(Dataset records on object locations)
━━━━━━━━━━━━━━━━━━━━━━━━━━━━━━

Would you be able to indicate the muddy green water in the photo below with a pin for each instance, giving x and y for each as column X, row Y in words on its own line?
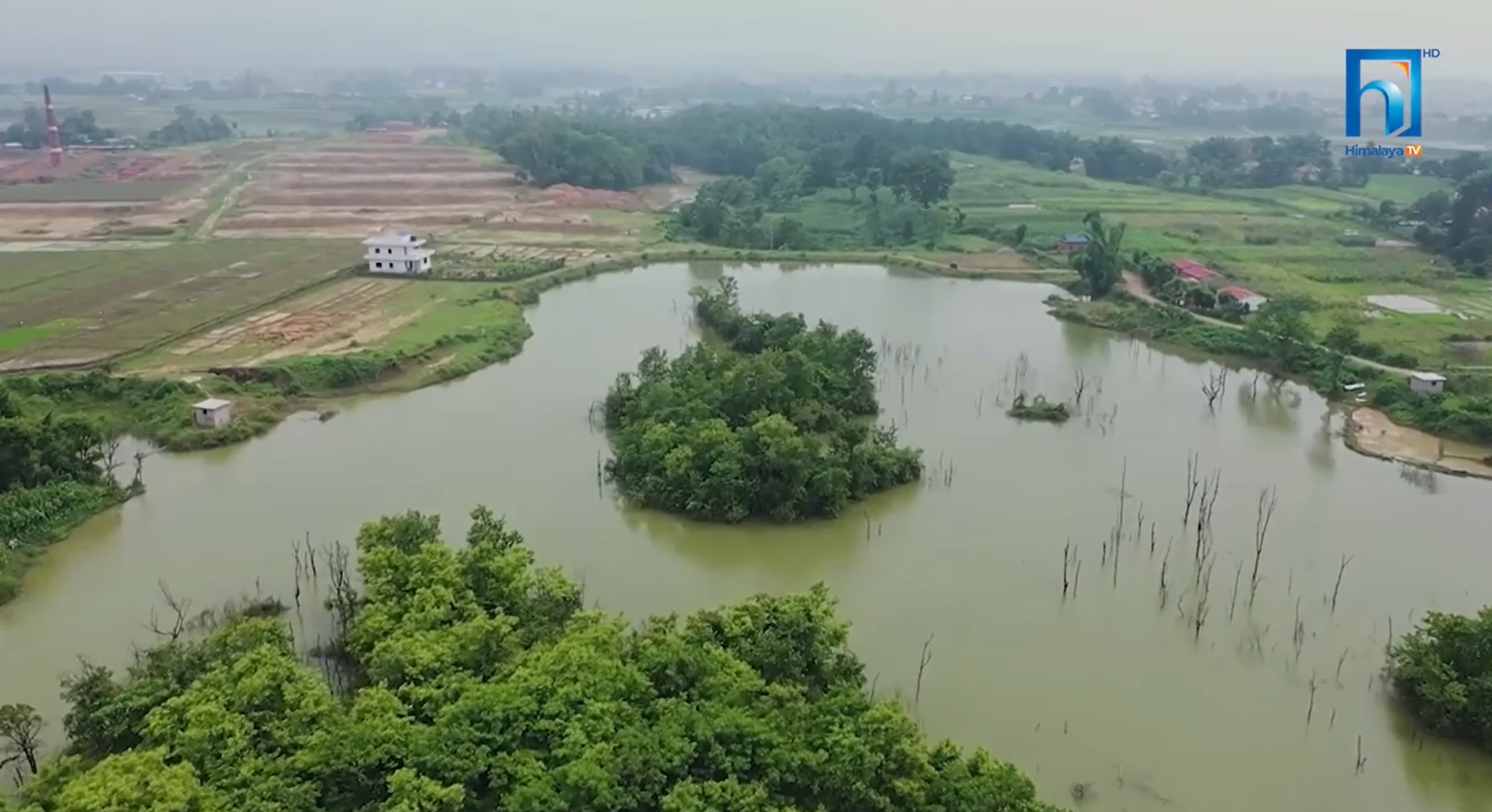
column 1107, row 687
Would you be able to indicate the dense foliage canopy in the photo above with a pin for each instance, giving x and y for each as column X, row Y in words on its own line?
column 188, row 128
column 775, row 425
column 485, row 685
column 1443, row 674
column 558, row 149
column 51, row 474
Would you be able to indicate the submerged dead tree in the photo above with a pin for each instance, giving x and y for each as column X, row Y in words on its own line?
column 1261, row 529
column 1337, row 589
column 1215, row 386
column 1192, row 483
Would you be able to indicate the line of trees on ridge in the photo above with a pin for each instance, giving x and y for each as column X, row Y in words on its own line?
column 773, row 425
column 473, row 680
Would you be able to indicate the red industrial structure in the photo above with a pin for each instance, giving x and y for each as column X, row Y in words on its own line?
column 54, row 136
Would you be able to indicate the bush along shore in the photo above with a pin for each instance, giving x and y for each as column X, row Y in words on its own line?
column 509, row 696
column 60, row 432
column 776, row 424
column 1279, row 341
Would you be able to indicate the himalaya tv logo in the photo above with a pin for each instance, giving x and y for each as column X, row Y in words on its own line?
column 1403, row 106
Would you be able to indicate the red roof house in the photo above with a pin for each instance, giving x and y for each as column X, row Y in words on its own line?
column 1194, row 271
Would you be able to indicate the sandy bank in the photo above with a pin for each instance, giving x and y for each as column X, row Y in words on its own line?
column 1373, row 434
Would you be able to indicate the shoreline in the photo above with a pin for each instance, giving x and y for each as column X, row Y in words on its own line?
column 433, row 366
column 1373, row 434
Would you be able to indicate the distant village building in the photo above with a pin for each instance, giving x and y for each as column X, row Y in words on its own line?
column 1194, row 273
column 397, row 251
column 1249, row 299
column 1071, row 243
column 1427, row 384
column 214, row 413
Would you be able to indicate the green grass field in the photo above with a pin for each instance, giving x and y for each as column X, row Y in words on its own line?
column 1277, row 242
column 91, row 304
column 91, row 191
column 252, row 115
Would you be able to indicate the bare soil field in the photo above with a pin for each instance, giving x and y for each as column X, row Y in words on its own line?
column 72, row 307
column 357, row 186
column 123, row 194
column 339, row 318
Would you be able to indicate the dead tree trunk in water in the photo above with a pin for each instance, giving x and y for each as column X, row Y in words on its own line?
column 1192, row 483
column 1214, row 388
column 1337, row 589
column 1261, row 529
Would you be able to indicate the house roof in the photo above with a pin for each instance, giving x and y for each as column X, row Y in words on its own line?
column 392, row 234
column 1239, row 292
column 1194, row 270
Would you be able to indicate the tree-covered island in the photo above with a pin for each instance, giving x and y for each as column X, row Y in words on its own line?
column 773, row 421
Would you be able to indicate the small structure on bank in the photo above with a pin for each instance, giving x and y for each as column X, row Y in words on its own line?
column 1427, row 384
column 1249, row 299
column 214, row 413
column 1071, row 243
column 397, row 251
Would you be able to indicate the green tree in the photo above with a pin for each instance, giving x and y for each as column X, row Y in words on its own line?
column 1282, row 328
column 1101, row 263
column 1442, row 672
column 20, row 735
column 772, row 425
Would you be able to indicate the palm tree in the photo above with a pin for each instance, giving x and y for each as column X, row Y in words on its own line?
column 1101, row 263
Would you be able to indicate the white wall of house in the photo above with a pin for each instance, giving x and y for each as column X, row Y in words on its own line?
column 397, row 252
column 214, row 416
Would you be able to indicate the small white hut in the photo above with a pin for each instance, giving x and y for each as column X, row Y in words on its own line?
column 1427, row 384
column 212, row 413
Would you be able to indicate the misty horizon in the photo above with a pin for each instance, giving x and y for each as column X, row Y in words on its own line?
column 1164, row 39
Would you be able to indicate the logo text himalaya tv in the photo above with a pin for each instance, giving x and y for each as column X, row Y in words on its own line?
column 1403, row 97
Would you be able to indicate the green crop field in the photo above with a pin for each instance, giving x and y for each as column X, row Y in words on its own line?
column 91, row 304
column 1277, row 242
column 91, row 191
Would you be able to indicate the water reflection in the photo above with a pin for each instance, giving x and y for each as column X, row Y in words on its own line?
column 1445, row 773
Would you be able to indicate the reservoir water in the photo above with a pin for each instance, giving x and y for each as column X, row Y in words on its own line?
column 1277, row 705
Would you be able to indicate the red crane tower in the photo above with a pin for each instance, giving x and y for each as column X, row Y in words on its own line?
column 54, row 138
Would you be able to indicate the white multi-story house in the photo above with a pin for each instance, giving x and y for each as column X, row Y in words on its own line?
column 396, row 251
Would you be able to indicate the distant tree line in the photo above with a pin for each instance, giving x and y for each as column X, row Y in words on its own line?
column 422, row 111
column 75, row 127
column 188, row 128
column 736, row 141
column 772, row 425
column 1457, row 224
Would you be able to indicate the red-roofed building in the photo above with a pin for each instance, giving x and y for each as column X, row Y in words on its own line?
column 1247, row 299
column 1194, row 271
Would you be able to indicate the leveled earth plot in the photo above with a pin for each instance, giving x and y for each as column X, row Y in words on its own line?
column 356, row 186
column 347, row 316
column 126, row 194
column 60, row 309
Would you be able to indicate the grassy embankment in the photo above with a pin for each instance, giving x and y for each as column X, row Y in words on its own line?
column 1276, row 242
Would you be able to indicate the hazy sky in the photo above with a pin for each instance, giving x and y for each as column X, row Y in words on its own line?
column 1133, row 38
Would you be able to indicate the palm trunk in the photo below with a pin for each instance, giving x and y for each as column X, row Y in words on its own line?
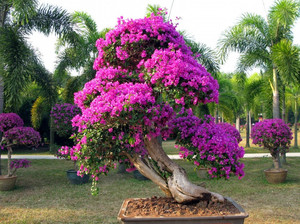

━━━━━━━━━━━━━━━━━━━━━━━━━━━━━━

- [Exercise directions] Reproduce verbatim the lines of the material from the line with "Would you be able to indicate the misty" to the line with "column 1403, row 97", including both of those lines.

- [Correct answer]
Would you be able to indicate the misty horizon in the photo above with a pin for each instance, giving x and y for each as column X, row Y in words on its own line?
column 1164, row 39
Would you be able to indicate the logo text himalaya tv in the photo above with a pin for each instance, giving x and y for each as column X, row Y in words on its own line?
column 1403, row 97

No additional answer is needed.